Task details
Copy every one of the items below word for word, line by line, with no changes.

Listed records
==========

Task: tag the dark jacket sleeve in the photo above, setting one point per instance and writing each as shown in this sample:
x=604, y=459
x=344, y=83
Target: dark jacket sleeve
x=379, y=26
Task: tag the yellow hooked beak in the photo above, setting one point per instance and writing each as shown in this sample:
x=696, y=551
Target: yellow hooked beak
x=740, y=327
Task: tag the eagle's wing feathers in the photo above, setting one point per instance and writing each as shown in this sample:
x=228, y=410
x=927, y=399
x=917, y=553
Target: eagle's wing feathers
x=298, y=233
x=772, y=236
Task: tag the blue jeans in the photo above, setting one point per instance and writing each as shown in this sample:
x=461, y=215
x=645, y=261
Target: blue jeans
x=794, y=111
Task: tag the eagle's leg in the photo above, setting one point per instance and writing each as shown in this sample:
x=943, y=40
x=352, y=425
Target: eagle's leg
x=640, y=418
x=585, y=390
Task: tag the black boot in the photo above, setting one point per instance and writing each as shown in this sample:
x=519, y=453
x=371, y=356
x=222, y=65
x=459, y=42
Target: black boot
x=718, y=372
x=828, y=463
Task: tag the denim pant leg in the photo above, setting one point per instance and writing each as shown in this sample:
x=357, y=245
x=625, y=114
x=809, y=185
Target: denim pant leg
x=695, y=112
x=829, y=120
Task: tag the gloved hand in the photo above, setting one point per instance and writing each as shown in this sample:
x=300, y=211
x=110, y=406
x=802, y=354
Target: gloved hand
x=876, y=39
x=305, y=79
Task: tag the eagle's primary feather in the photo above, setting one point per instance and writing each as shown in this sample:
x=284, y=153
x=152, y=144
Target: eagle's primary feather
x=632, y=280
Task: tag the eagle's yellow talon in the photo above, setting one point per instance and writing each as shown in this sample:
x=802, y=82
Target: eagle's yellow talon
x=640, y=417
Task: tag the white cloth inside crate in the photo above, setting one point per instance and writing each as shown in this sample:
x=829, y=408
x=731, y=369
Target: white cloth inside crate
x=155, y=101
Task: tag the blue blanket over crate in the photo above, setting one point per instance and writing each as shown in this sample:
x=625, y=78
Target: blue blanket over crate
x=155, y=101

==========

Completed exercise
Task: tag the dark jacket sleeve in the photo above, setting one point per instance and writing each as shown in this sample:
x=604, y=459
x=344, y=83
Target: dark jacket sleeve
x=379, y=26
Task: tag the yellow hooked beak in the photo above, setting one point per instance and writing each as shown in this sample:
x=696, y=551
Target: yellow hooked beak
x=740, y=327
Task: tag the eagle's wing feathers in the photo above, setting one point per instance and writing each as shown in this sample:
x=228, y=410
x=927, y=399
x=917, y=553
Target: eagle's wing feathers
x=298, y=233
x=772, y=236
Task: tag the blue jeans in the photo above, setting one point per instance and writing each as shown in this sample:
x=461, y=215
x=645, y=261
Target: blue jeans
x=794, y=111
Task: tag the eagle's leg in the photo above, setting one point per instance and writing each as shown in this sample:
x=943, y=40
x=352, y=425
Target: eagle's leg
x=640, y=418
x=585, y=390
Task: tag the black boot in the photo above, setting one point per instance and writing each as shown in this sample:
x=519, y=453
x=371, y=356
x=222, y=65
x=459, y=42
Target: black boot
x=718, y=372
x=828, y=463
Task: tag the denim pant leg in the photo above, setting one point per instance and writing each as shown in this sample:
x=357, y=245
x=625, y=114
x=809, y=185
Target: denim pant leg
x=695, y=112
x=829, y=120
Task: tag the gloved hand in the photo above, setting one point per instance and writing each as shown in this sample:
x=300, y=211
x=110, y=406
x=802, y=354
Target: gloved hand
x=876, y=39
x=305, y=79
Task: tag the eagle's primary feather in the photo above, setting one point per instance and writing each as shown in this sample:
x=284, y=153
x=152, y=144
Target: eagle's primary feather
x=632, y=280
Task: tag the eagle's yellow talon in the photo above, setting one point per instance and writing each as shown in this sample:
x=802, y=82
Target: eagle's yellow talon
x=640, y=417
Task: tag the white cloth inside crate in the photo above, setting one point per instance and writing each as shown in this sample:
x=829, y=408
x=731, y=369
Target: white cloth inside crate
x=155, y=101
Task: tag the blue blanket over crate in the photo above, setting one point per instance and writing each as shown in this sample:
x=625, y=78
Target: blue blanket over crate
x=155, y=101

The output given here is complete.